◆ DOCUMENTO
========================================================================

Las comuniones han cambiado. Como el cauce de un río que se desborda lentamente o un tren que no pregunta si queremos bajarnos. Lo aceptamos, claro. Todos. Lo entiendo yo y lo entienden todos. Pero hay transformaciones que te hacen mirar atrás y preguntarte: ¿cuándo dejamos de lado la esencia para vestirnos de artificio?
De los Churros con Chocolate a los Vestidos con Vuelos
Las comuniones de antes —las de nuestros padres eran una ceremonia austera, casi mística. Una túnica blanca, una cruz en el pecho como único adorno, y al terminar, una merienda sencilla: churros con chocolate, calientes y dulces como la infancia misma. Nada más. Nada menos. La fe se celebraba con dulzura y sencillez.
Después vinimos nosotros, los nacidos en los 80 y 90, que crecimos entre cintas VHS (algo que desconocen las nuevas generaciones). Ellos, con trajes de almirante o de marinero y ellas con vestidos con cancán, mangas abullonadas, lazos y diademas. En la cabeza, un jardín portátil de flores, diademas y horquillas. En la mano, la limosnera, ese pequeño monedero sagrado que servía tanto para guardar los sobres con dinero como para hacernos sentir ricas por un día.

========================================================================

◆ EXTRACTOS DE DATOS
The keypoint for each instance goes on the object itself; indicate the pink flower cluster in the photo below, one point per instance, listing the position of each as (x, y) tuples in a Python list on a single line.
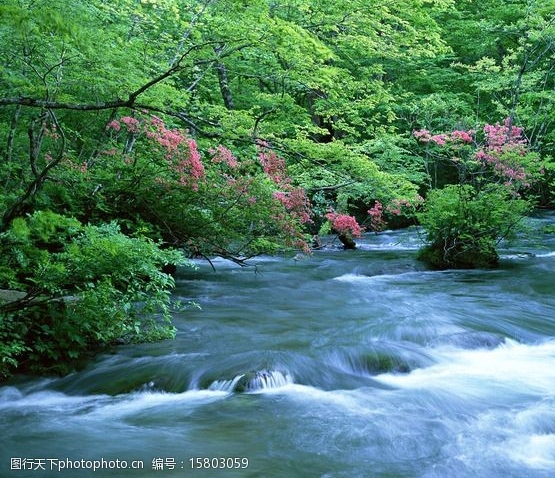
[(179, 150), (377, 222), (296, 202), (273, 165), (222, 155), (344, 224), (398, 207), (499, 154), (457, 136)]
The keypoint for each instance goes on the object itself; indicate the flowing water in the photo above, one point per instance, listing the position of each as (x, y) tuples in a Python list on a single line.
[(343, 364)]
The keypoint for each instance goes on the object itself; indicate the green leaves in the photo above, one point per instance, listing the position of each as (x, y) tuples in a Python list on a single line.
[(88, 287)]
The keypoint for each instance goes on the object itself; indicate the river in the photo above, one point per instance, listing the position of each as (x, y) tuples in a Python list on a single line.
[(342, 364)]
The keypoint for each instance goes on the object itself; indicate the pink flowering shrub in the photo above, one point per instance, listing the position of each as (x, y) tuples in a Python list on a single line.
[(344, 224), (464, 222)]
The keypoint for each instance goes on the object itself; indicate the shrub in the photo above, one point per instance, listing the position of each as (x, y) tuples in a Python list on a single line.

========================================================================

◆ EJERCICIO PROPUESTO
Copia del texto sobre las comuniones el fragmento que va de "Las comuniones han" a "dulzura y sencillez.", ambos incluidos.

◆ EJERCICIO RESUELTO
Las comuniones han cambiado. Como el cauce de un río que se desborda lentamente o un tren que no pregunta si queremos bajarnos. Lo aceptamos, claro. Todos. Lo entiendo yo y lo entienden todos. Pero hay transformaciones que te hacen mirar atrás y preguntarte: ¿cuándo dejamos de lado la esencia para vestirnos de artificio?
De los Churros con Chocolate a los Vestidos con Vuelos
Las comuniones de antes —las de nuestros padres eran una ceremonia austera, casi mística. Una túnica blanca, una cruz en el pecho como único adorno, y al terminar, una merienda sencilla: churros con chocolate, calientes y dulces como la infancia misma. Nada más. Nada menos. La fe se celebraba con dulzura y sencillez.